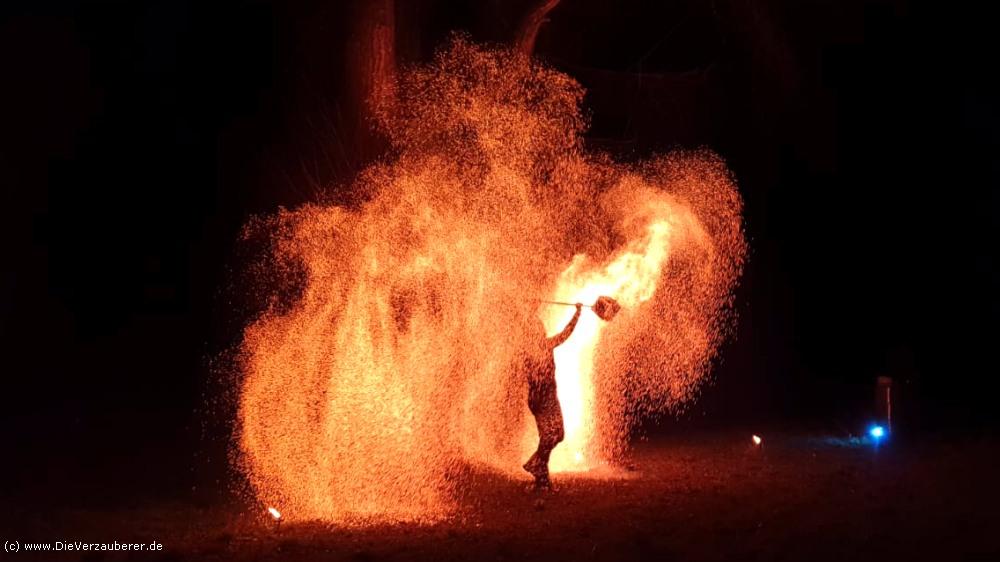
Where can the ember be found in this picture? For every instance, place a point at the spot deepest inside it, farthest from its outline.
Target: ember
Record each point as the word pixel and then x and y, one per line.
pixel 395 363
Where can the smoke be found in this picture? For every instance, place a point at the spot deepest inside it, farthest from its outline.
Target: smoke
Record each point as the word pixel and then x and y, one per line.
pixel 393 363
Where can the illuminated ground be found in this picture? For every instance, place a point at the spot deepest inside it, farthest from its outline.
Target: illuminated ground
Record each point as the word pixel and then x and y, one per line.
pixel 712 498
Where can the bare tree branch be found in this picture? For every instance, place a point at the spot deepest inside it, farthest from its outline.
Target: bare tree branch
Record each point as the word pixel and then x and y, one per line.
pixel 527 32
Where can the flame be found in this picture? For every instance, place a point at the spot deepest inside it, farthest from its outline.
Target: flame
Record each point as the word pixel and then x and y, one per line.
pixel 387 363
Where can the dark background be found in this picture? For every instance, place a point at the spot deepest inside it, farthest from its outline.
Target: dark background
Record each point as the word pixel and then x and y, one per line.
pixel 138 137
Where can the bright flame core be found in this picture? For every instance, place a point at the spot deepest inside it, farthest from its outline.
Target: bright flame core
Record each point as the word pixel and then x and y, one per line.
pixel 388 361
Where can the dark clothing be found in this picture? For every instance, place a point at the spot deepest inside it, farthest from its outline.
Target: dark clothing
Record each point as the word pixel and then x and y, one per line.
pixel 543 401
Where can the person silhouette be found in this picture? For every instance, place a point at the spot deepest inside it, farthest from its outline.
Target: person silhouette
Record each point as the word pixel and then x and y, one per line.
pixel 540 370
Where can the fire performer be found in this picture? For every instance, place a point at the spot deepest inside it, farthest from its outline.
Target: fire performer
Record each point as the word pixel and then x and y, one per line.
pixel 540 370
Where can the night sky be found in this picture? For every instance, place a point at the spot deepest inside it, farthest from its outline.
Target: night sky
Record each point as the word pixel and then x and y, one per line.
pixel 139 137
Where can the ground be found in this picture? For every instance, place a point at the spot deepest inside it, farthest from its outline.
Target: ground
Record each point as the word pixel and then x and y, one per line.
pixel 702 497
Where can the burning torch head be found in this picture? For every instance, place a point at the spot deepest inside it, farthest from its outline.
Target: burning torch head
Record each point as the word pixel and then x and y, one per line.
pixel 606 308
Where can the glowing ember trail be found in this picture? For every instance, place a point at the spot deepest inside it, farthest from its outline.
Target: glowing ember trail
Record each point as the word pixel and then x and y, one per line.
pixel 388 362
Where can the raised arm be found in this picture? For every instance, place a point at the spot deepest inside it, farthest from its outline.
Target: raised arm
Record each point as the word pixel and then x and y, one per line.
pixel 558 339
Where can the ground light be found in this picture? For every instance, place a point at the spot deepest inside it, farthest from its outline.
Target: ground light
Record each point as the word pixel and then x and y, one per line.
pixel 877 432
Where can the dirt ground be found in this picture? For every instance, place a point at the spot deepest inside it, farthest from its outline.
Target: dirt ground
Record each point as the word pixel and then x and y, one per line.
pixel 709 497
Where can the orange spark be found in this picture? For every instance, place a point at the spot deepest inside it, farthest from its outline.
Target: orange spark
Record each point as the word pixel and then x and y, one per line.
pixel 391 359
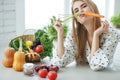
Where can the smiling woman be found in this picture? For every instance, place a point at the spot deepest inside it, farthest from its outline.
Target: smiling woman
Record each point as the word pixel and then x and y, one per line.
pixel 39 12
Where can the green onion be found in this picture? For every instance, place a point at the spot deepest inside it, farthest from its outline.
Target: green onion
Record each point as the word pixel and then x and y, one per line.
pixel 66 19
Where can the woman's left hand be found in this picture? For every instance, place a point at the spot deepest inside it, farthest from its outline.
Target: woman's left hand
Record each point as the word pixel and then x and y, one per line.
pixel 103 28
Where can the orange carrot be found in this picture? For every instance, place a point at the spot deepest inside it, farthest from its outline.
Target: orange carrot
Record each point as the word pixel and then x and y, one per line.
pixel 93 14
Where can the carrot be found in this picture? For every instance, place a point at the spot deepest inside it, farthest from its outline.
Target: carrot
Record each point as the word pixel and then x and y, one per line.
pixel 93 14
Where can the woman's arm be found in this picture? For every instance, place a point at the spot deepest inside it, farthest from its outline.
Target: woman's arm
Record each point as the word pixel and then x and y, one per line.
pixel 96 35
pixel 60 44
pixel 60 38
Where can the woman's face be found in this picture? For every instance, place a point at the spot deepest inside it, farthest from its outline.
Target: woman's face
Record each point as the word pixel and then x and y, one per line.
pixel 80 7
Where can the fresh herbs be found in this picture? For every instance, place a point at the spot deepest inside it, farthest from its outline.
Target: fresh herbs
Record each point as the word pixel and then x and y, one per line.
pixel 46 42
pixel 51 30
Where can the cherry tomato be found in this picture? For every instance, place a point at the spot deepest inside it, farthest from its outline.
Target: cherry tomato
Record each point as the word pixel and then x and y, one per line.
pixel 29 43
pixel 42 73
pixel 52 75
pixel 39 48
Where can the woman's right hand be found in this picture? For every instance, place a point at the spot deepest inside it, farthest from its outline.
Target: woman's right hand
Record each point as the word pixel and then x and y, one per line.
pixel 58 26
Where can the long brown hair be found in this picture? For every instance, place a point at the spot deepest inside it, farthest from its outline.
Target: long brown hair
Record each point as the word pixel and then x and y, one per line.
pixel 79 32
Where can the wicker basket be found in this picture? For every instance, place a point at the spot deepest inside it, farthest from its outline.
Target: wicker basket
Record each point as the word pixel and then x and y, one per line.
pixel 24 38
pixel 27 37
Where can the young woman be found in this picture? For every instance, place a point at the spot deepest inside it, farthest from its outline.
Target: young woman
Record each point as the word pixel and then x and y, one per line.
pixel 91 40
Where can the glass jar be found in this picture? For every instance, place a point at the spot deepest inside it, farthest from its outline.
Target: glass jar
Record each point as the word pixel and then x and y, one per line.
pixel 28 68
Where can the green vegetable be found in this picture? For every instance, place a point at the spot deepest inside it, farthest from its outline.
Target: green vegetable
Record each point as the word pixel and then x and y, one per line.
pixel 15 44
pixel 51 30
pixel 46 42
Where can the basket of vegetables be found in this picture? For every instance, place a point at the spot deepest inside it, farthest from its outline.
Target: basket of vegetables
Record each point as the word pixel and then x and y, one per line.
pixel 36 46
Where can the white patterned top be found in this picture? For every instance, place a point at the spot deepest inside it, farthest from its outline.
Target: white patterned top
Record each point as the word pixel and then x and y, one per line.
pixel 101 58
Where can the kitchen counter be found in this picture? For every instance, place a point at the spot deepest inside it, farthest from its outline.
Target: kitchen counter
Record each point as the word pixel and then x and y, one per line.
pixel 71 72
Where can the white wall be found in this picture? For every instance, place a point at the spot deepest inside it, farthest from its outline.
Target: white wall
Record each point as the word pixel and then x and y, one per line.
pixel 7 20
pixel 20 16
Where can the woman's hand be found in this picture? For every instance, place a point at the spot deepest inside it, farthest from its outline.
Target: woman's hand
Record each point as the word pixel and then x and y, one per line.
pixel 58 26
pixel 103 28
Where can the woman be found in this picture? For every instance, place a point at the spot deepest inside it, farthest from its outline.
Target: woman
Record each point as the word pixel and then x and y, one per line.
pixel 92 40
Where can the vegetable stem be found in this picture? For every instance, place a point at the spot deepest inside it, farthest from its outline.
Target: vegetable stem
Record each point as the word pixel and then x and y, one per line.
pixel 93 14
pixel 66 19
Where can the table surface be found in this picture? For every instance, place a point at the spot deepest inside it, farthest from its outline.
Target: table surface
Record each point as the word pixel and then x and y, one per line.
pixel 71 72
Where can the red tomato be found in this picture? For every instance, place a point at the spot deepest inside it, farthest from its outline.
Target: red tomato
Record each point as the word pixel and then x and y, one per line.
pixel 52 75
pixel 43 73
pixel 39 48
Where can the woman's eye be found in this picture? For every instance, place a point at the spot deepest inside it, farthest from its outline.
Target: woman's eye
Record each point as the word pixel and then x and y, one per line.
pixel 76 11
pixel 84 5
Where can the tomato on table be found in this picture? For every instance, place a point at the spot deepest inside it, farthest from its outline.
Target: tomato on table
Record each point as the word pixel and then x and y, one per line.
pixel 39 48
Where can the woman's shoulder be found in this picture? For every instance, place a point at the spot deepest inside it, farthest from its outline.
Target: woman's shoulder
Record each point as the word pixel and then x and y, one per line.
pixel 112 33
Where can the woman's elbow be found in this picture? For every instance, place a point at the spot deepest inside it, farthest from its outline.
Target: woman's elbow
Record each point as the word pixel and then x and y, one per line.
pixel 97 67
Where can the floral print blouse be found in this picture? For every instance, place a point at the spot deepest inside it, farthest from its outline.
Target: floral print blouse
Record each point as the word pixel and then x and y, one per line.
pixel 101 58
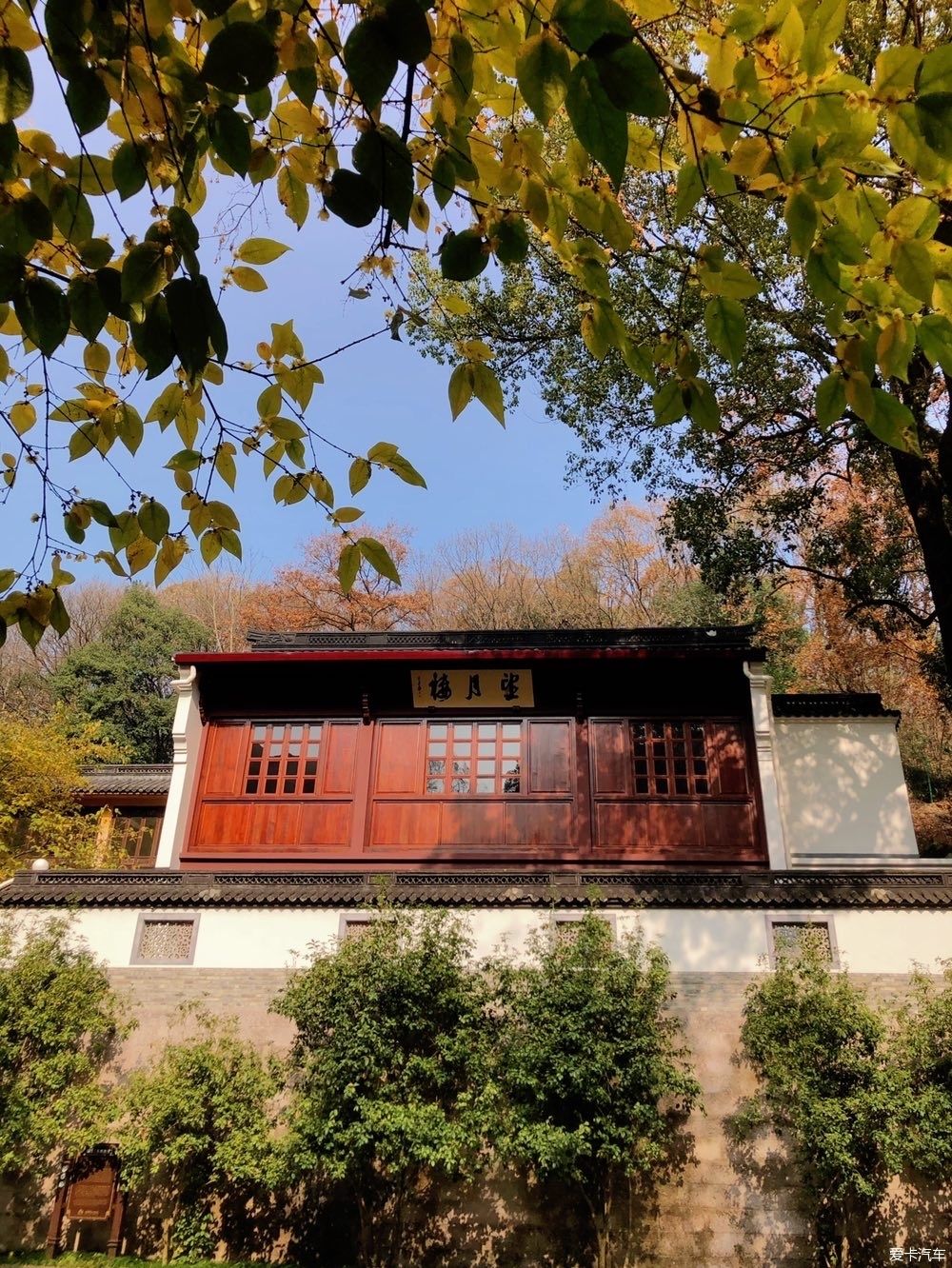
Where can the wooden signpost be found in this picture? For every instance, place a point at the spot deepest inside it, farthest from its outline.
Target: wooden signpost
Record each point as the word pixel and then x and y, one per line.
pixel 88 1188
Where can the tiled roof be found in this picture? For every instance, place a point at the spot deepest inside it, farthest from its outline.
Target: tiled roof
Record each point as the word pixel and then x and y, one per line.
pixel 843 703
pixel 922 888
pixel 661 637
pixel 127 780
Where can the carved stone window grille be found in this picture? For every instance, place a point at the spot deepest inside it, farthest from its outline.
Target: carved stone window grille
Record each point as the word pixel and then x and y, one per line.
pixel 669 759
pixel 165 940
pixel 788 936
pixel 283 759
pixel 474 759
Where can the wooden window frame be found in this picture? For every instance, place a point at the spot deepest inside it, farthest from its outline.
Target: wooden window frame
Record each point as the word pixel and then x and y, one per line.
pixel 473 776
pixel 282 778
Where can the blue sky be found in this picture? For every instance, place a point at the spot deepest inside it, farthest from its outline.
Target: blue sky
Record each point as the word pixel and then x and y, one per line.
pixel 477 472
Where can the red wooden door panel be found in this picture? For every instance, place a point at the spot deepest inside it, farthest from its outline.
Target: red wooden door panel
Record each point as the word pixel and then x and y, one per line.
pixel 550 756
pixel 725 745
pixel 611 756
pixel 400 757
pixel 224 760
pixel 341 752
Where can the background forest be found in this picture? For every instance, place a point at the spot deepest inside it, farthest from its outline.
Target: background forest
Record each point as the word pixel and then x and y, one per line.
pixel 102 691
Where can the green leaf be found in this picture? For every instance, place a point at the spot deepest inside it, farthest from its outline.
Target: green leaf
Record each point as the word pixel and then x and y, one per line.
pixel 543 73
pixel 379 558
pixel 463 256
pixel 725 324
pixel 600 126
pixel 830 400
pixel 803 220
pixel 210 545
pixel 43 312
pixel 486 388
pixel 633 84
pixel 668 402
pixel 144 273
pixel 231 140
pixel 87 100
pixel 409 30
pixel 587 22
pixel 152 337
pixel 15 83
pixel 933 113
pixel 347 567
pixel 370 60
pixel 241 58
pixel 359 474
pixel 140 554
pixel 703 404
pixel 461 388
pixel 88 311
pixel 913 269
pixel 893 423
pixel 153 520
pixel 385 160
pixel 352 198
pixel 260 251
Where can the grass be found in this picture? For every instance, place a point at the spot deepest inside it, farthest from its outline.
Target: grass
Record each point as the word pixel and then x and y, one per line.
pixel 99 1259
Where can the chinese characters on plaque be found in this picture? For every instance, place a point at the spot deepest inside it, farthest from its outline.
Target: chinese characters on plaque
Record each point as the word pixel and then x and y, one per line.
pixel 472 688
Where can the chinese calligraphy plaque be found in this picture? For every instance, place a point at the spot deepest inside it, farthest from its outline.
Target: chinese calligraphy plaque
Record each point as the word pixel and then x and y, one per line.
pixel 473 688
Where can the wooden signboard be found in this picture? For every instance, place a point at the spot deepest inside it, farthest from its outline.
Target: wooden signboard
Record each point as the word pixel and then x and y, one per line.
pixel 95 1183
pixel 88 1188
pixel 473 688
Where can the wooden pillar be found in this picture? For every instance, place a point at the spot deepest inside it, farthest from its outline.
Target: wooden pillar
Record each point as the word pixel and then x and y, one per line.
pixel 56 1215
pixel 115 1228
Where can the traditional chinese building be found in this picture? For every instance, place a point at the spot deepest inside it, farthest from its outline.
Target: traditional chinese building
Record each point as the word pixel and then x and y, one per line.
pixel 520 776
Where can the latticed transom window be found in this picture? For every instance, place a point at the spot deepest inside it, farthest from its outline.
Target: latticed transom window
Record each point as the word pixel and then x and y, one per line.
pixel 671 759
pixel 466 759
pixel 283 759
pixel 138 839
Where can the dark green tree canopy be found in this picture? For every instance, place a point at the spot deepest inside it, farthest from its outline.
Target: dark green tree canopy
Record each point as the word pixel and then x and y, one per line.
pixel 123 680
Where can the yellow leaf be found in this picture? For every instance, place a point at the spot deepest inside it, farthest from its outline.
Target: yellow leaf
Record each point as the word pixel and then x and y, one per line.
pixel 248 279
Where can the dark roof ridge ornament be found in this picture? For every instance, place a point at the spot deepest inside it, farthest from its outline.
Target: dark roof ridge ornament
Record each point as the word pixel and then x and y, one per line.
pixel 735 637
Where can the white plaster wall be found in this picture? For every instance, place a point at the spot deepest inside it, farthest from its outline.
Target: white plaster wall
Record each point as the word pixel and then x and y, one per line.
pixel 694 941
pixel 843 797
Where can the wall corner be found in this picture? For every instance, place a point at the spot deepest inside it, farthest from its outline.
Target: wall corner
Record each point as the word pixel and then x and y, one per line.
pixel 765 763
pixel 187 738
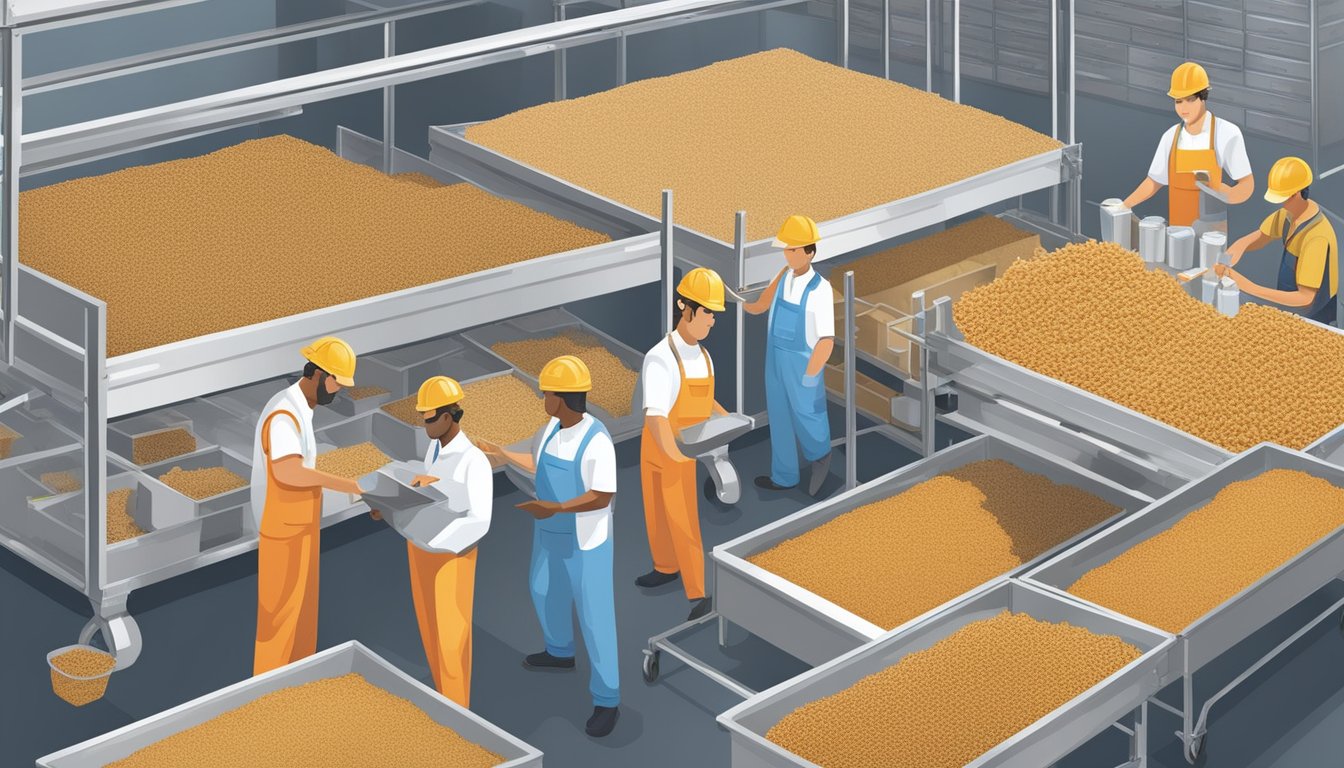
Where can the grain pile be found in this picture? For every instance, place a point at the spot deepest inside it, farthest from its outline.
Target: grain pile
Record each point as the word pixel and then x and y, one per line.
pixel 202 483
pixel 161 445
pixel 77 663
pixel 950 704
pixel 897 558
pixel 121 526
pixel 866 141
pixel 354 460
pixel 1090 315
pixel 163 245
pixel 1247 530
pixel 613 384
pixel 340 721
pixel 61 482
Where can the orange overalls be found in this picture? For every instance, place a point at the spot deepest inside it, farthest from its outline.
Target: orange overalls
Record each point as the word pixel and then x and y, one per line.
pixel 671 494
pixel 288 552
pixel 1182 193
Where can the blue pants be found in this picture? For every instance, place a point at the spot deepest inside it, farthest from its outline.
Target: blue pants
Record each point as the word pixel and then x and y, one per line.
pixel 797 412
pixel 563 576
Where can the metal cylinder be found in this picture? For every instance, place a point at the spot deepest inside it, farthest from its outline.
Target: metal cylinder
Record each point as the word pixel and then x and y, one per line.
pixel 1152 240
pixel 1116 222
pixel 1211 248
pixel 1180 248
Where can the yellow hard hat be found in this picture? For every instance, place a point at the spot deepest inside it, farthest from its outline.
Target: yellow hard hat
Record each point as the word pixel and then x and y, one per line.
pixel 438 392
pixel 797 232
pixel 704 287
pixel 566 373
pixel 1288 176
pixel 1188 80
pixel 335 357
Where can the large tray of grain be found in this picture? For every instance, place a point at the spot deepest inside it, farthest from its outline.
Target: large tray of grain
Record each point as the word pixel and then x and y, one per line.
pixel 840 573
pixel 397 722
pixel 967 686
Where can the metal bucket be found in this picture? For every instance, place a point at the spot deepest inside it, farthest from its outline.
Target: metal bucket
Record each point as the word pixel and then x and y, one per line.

### Work instruction
Scan the lines above for "Target: fresh herbs" and for "Target: cherry tomato". Repeat exactly the line holding each of them and every line in between.

### Response for this exercise
Target: fresh herbs
Record each point as the word pixel and then x and y, one per line.
pixel 46 42
pixel 51 30
Where can the cherry tomato be found in this picture? For every instance, place a point at the spot deepest inside it, farthest from its outline.
Target: cherry tomato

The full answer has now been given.